What are the trade-offs between `dashmap::DashMap::entry` and standard `HashMap::entry` for concurrent insertions?

DashMap::entry provides atomic check-then-insert semantics under concurrent access while holding a shard-level lock, whereas HashMap::entry has no concurrency guarantees and requires external synchronization. The key trade-off is that DashMap::entry is inherently thread-safe but more expensive due to locking, while HashMap::entry is fast but unsafe under concurrent access without external locks. DashMap::entry also has different blocking characteristics: the returned Entry holds a lock on its shard, so any blocking operation within the entry closure blocks all other operations on that shard. For high-contention scenarios, this can cause significant throughput degradation compared to using DashMap methods that release locks quickly like get or insert.

Standard HashMap Entry API

use std::collections::HashMap;
 
fn main() {
    let mut map = HashMap::new();
    
    // Standard entry API: check-and-insert in one operation
    map.entry("key1").or_insert(0);
    
    // or_insert_with for computed values
    map.entry("key2").or_insert_with(|| {
        println!("Computing default...");
        42
    });
    
    // Modify existing entry
    *map.entry("key1").or_insert(0) += 1;
    
    println!("{:?}", map);
    
    // This is NOT thread-safe - concurrent access would cause data races
    // HashMap has no internal synchronization
}

HashMap::entry provides atomic check-and-modify within a single thread, with no concurrency support.

DashMap Basic Entry API

use dashmap::DashMap;
 
fn main() {
    let map = DashMap::new();
    
    // DashMap::entry is similar in API but thread-safe
    map.entry("key1").or_insert(0);
    
    // or_insert_with computes the default
    map.entry("key2").or_insert_with(|| {
        println!("Computing default...");
        42
    });
    
    // Modify existing entry
    *map.entry("key1").or_insert(0) += 1;
    
    println!("{:?}", map);
    
    // This IS thread-safe - DashMap handles synchronization internally
}

DashMap::entry provides the same API but with internal synchronization for thread safety.

Concurrent Access Patterns

use std::collections::HashMap;
use std::sync::{Arc, Mutex};
use std::thread;
 
fn main() {
    // APPROACH 1: HashMap with external Mutex
    
    let map = Arc::new(Mutex::new(HashMap::new()));
    let mut handles = vec![];
    
    for i in 0..10 {
        let map = Arc::clone(&map);
        let handle = thread::spawn(move || {
            let mut map = map.lock().unwrap();
            // Entire map is locked for the duration of entry operation
            map.entry(i).or_insert(0);
            *map.entry(i).or_insert(0) += 1;
        });
        handles.push(handle);
    }
    
    for handle in handles {
        handle.join().unwrap();
    }
    
    println!("HashMap with Mutex: {:?}", map.lock().unwrap().len());
    
    // APPROACH 2: DashMap with internal sharding
    
    let map = Arc::new(DashMap::new());
    let mut handles = vec![];
    
    for i in 0..10 {
        let map = Arc::clone(&map);
        let handle = thread::spawn(move || {
            // Only one shard is locked at a time
            map.entry(i).or_insert(0);
            *map.entry(i).or_insert(0) += 1;
        });
        handles.push(handle);
    }
    
    for handle in handles {
        handle.join().unwrap();
    }
    
    println!("DashMap: {:?}", map.len());
}

HashMap with Mutex locks the entire map; DashMap uses fine-grained shard locks.

## Raw data
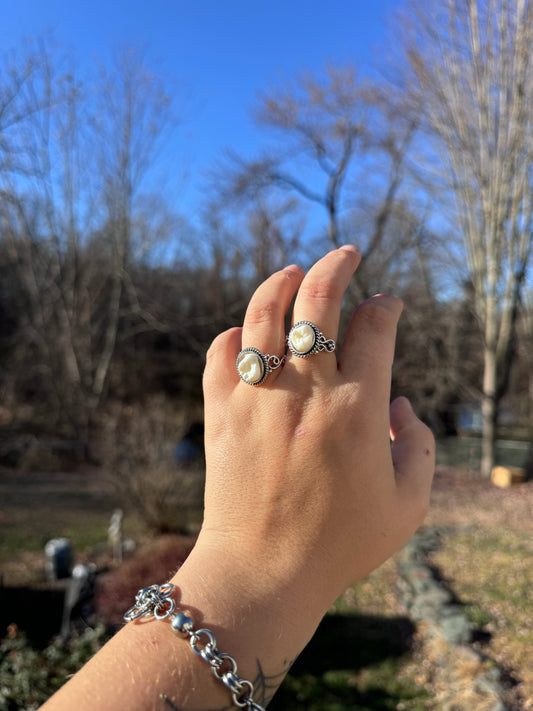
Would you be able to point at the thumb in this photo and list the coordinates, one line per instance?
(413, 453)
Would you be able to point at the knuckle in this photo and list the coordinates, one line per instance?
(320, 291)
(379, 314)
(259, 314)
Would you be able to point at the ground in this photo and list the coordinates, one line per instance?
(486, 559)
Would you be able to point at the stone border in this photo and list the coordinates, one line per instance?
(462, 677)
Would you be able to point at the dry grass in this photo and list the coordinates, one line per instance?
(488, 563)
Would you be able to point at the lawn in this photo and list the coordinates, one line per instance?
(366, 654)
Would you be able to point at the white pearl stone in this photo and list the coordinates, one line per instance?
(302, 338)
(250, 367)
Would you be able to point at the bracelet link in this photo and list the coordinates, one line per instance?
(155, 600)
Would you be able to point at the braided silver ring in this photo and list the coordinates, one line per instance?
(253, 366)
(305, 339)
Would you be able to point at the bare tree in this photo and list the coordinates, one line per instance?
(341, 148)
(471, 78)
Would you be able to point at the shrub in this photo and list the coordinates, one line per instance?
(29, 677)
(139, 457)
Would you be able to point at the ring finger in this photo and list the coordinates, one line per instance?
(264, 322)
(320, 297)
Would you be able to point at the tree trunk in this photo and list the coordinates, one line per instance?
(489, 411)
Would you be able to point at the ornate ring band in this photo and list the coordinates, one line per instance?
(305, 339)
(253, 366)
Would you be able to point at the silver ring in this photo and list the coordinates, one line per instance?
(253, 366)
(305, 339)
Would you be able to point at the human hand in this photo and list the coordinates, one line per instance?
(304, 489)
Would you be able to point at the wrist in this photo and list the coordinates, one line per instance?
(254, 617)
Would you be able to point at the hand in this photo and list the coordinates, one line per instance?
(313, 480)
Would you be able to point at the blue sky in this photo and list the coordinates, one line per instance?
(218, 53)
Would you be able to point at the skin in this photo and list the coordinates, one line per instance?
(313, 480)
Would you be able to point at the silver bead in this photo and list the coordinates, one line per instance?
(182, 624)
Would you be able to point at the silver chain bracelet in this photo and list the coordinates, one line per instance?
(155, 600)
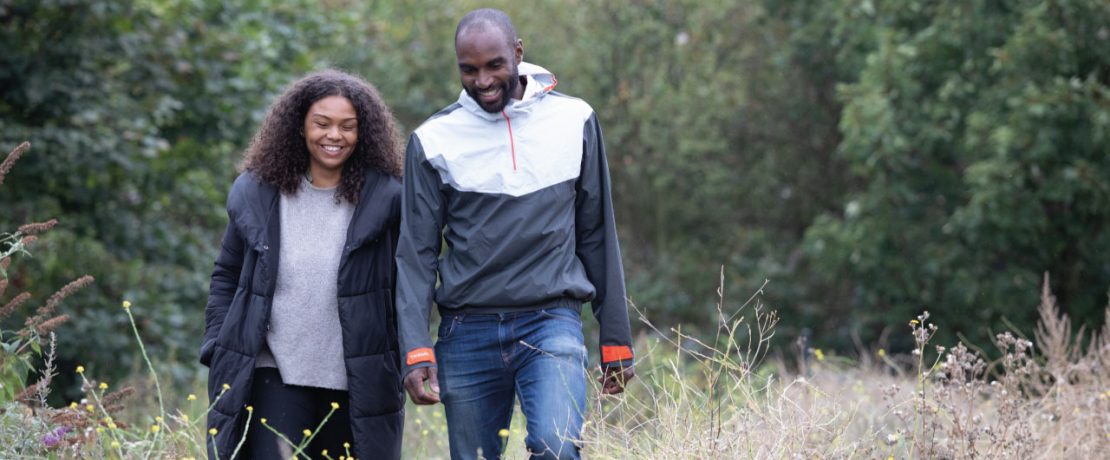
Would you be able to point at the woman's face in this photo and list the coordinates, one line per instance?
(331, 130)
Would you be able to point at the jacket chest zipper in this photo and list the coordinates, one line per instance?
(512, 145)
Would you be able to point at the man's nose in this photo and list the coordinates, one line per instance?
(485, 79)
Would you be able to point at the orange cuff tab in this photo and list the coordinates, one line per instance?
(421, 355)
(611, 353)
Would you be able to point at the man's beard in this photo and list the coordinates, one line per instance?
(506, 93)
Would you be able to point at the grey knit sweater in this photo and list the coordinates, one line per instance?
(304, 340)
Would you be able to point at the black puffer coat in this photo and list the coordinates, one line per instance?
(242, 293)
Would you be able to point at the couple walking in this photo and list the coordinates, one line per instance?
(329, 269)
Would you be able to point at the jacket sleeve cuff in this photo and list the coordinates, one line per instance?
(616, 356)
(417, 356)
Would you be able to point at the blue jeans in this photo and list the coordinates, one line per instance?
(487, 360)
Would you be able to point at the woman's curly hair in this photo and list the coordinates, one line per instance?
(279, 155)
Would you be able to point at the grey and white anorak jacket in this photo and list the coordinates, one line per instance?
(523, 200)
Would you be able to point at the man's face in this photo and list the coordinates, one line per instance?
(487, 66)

## Task requirements
List the section headings in the page comparing DashMap and HashMap entry, excluding its opening question. The entries above aren't needed.

## Task answer
- Standard HashMap Entry API
- DashMap Basic Entry API
- Concurrent Access Patterns